**Data supplied:**

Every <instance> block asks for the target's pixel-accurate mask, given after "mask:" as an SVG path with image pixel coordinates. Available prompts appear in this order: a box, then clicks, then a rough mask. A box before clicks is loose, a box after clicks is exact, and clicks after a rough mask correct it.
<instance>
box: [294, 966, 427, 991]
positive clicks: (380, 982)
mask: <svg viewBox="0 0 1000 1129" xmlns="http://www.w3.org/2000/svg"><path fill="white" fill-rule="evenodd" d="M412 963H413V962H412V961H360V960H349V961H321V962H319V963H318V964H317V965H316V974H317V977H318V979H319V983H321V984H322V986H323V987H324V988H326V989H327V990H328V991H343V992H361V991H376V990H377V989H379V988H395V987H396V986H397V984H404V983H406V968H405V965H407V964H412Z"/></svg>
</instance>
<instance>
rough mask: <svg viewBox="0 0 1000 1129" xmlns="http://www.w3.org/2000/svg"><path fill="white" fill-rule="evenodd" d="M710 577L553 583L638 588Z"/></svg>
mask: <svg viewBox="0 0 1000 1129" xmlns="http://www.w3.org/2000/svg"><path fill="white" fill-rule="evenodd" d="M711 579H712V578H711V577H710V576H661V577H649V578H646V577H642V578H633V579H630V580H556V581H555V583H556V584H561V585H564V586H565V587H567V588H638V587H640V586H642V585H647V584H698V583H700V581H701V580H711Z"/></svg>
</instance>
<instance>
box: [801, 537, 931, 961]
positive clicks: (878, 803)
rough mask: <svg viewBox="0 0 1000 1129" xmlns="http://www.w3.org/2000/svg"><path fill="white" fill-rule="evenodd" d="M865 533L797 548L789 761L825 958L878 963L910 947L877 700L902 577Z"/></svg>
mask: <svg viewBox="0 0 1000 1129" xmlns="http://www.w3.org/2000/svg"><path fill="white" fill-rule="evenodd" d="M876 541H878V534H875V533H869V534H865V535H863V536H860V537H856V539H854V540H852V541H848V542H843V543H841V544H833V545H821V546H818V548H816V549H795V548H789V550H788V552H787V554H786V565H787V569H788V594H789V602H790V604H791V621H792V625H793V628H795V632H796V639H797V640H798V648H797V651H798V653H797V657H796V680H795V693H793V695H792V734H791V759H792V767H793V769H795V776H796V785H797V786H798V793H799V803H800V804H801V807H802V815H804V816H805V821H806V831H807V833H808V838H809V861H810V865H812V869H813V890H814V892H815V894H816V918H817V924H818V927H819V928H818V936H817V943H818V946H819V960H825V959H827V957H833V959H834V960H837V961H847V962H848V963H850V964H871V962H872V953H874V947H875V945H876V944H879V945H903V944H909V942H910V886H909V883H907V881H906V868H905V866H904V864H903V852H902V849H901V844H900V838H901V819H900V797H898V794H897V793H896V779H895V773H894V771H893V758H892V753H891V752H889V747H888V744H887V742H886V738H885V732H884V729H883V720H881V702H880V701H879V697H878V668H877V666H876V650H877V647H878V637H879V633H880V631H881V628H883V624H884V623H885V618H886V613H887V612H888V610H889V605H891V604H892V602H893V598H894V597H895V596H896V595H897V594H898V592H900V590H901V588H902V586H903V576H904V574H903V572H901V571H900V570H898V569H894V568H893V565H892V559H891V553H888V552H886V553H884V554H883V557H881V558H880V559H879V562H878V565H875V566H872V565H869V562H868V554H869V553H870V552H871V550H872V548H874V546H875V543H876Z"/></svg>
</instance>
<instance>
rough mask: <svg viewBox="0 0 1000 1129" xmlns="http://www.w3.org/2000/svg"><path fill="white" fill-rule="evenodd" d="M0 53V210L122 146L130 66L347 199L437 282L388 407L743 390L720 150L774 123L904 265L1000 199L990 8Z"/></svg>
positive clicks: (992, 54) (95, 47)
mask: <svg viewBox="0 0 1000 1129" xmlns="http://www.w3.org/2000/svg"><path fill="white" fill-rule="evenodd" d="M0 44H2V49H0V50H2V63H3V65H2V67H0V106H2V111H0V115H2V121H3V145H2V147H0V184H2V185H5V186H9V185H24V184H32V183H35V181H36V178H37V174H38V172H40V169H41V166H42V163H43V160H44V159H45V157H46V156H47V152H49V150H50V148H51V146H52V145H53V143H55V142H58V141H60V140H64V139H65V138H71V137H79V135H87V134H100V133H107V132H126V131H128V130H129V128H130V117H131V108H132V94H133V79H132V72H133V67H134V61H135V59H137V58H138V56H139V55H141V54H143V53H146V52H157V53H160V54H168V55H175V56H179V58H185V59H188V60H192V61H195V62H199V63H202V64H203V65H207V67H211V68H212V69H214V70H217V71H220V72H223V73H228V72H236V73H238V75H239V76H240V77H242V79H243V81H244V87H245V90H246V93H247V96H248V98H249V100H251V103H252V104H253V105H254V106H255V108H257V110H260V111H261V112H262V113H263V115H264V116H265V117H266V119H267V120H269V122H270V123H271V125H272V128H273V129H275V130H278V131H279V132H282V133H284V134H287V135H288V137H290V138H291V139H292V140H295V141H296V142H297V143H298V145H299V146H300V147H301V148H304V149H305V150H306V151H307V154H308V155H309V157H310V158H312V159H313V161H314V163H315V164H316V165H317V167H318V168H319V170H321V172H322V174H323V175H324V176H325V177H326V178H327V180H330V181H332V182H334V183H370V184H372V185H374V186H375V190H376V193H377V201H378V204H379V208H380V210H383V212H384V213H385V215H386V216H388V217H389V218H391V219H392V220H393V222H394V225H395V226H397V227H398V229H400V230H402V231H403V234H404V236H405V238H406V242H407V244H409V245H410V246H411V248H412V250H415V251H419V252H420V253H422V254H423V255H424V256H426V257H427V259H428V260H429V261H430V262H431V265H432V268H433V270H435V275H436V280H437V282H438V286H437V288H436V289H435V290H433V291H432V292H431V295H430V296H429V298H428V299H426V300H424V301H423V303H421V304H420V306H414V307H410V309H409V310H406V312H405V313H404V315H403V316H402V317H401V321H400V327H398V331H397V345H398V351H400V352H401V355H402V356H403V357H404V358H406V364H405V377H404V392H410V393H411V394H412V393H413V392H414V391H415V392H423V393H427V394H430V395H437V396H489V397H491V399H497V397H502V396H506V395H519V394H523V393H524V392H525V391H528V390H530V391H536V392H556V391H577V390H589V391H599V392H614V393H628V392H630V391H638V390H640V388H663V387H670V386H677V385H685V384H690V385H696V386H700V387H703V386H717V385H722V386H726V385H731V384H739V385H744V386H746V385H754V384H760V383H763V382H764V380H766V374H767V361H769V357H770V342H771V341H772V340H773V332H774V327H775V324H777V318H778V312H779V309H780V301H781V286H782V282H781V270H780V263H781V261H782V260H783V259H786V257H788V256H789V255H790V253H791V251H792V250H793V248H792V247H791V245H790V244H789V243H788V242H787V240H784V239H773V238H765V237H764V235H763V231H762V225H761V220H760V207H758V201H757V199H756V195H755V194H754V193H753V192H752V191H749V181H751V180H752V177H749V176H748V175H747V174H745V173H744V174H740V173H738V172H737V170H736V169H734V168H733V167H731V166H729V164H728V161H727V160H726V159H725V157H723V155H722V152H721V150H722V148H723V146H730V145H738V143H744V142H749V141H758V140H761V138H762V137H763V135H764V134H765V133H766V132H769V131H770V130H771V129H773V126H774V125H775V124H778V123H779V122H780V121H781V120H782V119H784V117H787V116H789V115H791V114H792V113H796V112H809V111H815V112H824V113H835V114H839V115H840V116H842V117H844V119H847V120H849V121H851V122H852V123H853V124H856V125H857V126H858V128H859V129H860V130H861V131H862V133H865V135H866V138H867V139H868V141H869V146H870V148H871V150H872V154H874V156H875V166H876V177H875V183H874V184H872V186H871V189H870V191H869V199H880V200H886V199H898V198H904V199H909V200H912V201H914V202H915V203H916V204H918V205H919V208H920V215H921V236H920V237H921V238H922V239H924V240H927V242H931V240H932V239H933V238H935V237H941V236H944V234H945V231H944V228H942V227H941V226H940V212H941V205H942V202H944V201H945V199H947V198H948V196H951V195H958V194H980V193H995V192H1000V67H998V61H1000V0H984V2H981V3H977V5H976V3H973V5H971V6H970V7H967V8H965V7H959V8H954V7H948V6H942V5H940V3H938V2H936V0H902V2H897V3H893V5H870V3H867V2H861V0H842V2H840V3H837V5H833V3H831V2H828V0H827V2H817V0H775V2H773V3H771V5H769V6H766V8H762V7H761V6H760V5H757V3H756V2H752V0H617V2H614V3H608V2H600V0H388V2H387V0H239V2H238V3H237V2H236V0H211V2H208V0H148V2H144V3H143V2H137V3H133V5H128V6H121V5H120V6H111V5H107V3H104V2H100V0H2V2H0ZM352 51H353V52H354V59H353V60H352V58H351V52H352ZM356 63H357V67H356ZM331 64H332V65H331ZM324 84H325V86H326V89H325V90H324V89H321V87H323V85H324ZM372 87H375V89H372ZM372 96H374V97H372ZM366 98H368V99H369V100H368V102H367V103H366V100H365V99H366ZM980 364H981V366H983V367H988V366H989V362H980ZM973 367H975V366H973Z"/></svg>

**Task prompt:** Give only the number of lines above that contain the string "positive", matching case.

**Answer to the problem:** 3